WHAT YOU WILL DO
Each record that follows should be transcribed word for word.

[Stored dataset items]

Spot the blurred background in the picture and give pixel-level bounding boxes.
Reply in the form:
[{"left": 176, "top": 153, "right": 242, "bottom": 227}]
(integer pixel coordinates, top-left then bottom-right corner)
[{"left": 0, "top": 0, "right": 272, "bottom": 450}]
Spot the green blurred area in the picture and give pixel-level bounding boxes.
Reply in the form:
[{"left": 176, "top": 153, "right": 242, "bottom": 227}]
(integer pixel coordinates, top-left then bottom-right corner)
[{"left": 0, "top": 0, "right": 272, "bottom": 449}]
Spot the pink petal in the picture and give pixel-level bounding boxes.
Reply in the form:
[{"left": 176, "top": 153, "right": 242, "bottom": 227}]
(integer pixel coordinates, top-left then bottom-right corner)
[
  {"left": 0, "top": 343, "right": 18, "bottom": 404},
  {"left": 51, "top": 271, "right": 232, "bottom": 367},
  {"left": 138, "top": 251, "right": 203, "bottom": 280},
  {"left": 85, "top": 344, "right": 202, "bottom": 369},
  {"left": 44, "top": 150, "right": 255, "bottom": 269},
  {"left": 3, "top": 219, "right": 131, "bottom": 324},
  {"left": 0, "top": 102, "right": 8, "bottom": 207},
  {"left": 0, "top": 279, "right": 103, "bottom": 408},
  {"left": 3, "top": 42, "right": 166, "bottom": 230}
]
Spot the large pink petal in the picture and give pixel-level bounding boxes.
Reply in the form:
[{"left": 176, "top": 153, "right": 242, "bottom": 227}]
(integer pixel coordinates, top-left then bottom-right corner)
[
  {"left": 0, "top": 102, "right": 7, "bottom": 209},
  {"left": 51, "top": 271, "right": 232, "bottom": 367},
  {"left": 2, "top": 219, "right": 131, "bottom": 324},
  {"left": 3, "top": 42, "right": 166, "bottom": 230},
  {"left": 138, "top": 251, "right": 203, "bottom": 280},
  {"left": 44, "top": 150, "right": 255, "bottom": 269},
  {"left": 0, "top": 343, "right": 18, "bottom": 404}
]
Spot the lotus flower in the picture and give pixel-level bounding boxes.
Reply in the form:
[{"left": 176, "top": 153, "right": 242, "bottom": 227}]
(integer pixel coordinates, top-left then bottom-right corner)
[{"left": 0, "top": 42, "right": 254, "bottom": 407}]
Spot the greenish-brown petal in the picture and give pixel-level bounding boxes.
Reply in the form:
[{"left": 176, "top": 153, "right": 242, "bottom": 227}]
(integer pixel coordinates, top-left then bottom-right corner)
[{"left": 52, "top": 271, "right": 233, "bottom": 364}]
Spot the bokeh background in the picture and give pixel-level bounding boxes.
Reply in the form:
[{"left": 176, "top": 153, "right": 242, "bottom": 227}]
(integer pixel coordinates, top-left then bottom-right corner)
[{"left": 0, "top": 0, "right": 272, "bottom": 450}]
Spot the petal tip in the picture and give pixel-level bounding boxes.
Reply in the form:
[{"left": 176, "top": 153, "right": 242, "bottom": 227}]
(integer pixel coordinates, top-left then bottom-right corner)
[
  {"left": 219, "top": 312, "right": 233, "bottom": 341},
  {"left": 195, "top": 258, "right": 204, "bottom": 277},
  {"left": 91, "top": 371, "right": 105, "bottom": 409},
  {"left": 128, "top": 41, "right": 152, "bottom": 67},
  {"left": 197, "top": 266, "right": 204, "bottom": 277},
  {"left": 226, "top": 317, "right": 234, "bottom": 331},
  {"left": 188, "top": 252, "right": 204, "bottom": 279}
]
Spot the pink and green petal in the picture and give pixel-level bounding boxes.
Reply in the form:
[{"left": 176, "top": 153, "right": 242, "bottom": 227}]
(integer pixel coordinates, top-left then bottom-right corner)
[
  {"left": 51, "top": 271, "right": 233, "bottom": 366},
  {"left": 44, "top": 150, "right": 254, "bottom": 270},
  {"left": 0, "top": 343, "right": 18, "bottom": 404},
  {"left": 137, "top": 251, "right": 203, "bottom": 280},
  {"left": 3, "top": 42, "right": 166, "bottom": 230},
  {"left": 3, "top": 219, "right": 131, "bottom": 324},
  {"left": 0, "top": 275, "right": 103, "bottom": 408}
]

PROBLEM SOLUTION
Spot the blurred background in the picture and give pixel-level bounding boxes.
Reply in the form:
[{"left": 176, "top": 153, "right": 242, "bottom": 227}]
(integer pixel coordinates, top-left then bottom-right corner)
[{"left": 0, "top": 0, "right": 272, "bottom": 450}]
Spot the green blurred area in the picture and give pixel-level bounding boxes.
Reply in the form:
[{"left": 176, "top": 153, "right": 242, "bottom": 227}]
(integer pixel coordinates, top-left then bottom-right corner)
[{"left": 0, "top": 0, "right": 272, "bottom": 449}]
Spot the pink petal in the picture and give pixel-level bounding boxes.
Reply in the form:
[{"left": 176, "top": 153, "right": 242, "bottom": 227}]
(integer pixel coordinates, top-left then bottom-right corner)
[
  {"left": 0, "top": 343, "right": 18, "bottom": 404},
  {"left": 51, "top": 271, "right": 232, "bottom": 367},
  {"left": 138, "top": 251, "right": 203, "bottom": 280},
  {"left": 85, "top": 344, "right": 202, "bottom": 369},
  {"left": 44, "top": 150, "right": 255, "bottom": 269},
  {"left": 3, "top": 219, "right": 131, "bottom": 324},
  {"left": 0, "top": 102, "right": 8, "bottom": 207},
  {"left": 0, "top": 279, "right": 103, "bottom": 408},
  {"left": 3, "top": 42, "right": 166, "bottom": 230}
]
Spot the large pink petal in the picture and give pixel-level bounding boxes.
Reply in the form:
[{"left": 176, "top": 153, "right": 242, "bottom": 227}]
(integer pixel coordinates, top-left then bottom-right corner)
[
  {"left": 0, "top": 102, "right": 7, "bottom": 209},
  {"left": 51, "top": 271, "right": 232, "bottom": 367},
  {"left": 2, "top": 219, "right": 131, "bottom": 324},
  {"left": 3, "top": 42, "right": 166, "bottom": 230},
  {"left": 138, "top": 251, "right": 203, "bottom": 280},
  {"left": 44, "top": 150, "right": 255, "bottom": 269},
  {"left": 0, "top": 343, "right": 18, "bottom": 404}
]
Spot the lotus flower in the picture and give pixel-level bounding boxes.
Reply in the form:
[{"left": 176, "top": 153, "right": 242, "bottom": 227}]
(integer pixel coordinates, top-left then bottom-right corner)
[{"left": 0, "top": 42, "right": 254, "bottom": 407}]
Spot the greenish-brown petal in the picture and give pixel-level bounding boxes.
Reply in the form:
[{"left": 176, "top": 153, "right": 242, "bottom": 227}]
(integer pixel coordinates, top-left then bottom-right corner)
[{"left": 52, "top": 271, "right": 233, "bottom": 364}]
Spot the bokeh background in the picture and give pixel-level bounding boxes.
Reply in the form:
[{"left": 176, "top": 153, "right": 242, "bottom": 227}]
(integer pixel coordinates, top-left then bottom-right corner)
[{"left": 0, "top": 0, "right": 272, "bottom": 450}]
Spot the petal tip in the picture and give pixel-level bounding boxes.
Reply in the form:
[{"left": 176, "top": 153, "right": 242, "bottom": 227}]
(integer pixel coordinates, top-left then bottom-right corner)
[
  {"left": 219, "top": 312, "right": 233, "bottom": 341},
  {"left": 195, "top": 258, "right": 204, "bottom": 277},
  {"left": 91, "top": 371, "right": 105, "bottom": 409},
  {"left": 128, "top": 41, "right": 152, "bottom": 67},
  {"left": 197, "top": 266, "right": 204, "bottom": 277},
  {"left": 226, "top": 317, "right": 234, "bottom": 331},
  {"left": 188, "top": 252, "right": 204, "bottom": 279}
]
Spot the pink and green petal in the picture and give pixel-level bounding boxes.
Reply in the form:
[{"left": 176, "top": 153, "right": 242, "bottom": 227}]
(integer pixel coordinates, top-left then bottom-right corner)
[
  {"left": 51, "top": 271, "right": 233, "bottom": 366},
  {"left": 44, "top": 150, "right": 254, "bottom": 270},
  {"left": 0, "top": 343, "right": 18, "bottom": 404},
  {"left": 137, "top": 251, "right": 203, "bottom": 280},
  {"left": 3, "top": 42, "right": 166, "bottom": 230},
  {"left": 3, "top": 219, "right": 131, "bottom": 324},
  {"left": 0, "top": 275, "right": 103, "bottom": 408}
]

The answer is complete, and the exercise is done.